Task> Add 115 to every coordinate in the answers, and write out again only the rows from the line with "The service MUST place a point on the shoreline, one" up to and including the line with "x=269, y=236", requests included.
+ + + +
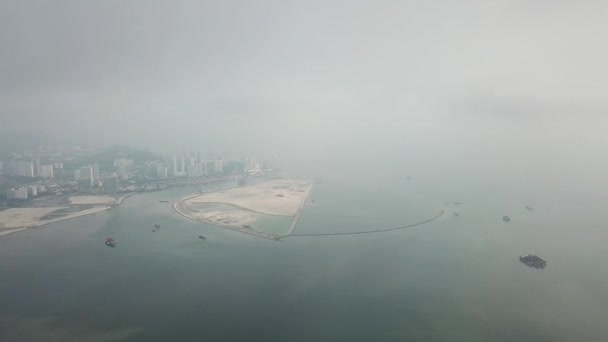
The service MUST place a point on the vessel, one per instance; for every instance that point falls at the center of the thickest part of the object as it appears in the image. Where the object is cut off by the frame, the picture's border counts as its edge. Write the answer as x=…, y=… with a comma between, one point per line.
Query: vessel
x=533, y=261
x=110, y=242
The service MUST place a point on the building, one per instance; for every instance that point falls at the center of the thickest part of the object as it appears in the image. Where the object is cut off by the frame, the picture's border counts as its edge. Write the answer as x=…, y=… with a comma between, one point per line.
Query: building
x=201, y=169
x=121, y=168
x=17, y=194
x=96, y=174
x=85, y=185
x=218, y=166
x=191, y=170
x=110, y=184
x=46, y=171
x=210, y=167
x=268, y=164
x=37, y=167
x=20, y=168
x=162, y=172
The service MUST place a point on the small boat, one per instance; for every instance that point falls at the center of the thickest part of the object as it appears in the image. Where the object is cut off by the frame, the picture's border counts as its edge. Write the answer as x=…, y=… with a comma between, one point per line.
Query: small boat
x=110, y=242
x=533, y=261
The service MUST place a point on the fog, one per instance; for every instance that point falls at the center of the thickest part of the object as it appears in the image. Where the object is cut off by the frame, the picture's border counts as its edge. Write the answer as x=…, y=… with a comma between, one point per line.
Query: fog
x=311, y=79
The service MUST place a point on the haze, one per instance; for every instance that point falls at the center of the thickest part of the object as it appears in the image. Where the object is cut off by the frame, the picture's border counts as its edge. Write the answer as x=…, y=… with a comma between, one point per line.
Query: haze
x=308, y=78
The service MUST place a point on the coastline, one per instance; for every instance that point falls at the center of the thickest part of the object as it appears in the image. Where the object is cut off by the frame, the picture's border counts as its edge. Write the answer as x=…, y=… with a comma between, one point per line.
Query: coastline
x=4, y=232
x=245, y=228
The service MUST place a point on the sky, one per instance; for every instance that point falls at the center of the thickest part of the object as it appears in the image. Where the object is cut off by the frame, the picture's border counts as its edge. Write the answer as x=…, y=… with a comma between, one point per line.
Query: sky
x=308, y=78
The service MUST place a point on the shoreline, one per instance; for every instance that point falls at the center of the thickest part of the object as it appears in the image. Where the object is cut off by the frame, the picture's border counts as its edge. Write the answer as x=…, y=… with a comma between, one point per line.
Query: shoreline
x=90, y=211
x=269, y=236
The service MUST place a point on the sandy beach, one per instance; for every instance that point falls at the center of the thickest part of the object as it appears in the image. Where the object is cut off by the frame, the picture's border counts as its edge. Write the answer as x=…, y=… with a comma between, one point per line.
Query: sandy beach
x=240, y=208
x=93, y=200
x=16, y=219
x=279, y=197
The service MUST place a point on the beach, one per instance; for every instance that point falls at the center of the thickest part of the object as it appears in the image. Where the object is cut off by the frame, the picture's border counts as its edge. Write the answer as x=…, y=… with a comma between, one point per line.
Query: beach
+ + + +
Exercise result>
The service MUST place a point on the shoreline, one per instance; for every instance that point falls at the center of the thickest part of the object as it appears in the image. Where the object is cut off by the frame, the picture's border counts as its edge. Write the answer as x=…, y=… with a comma between, one point per line.
Query: shoreline
x=205, y=326
x=384, y=351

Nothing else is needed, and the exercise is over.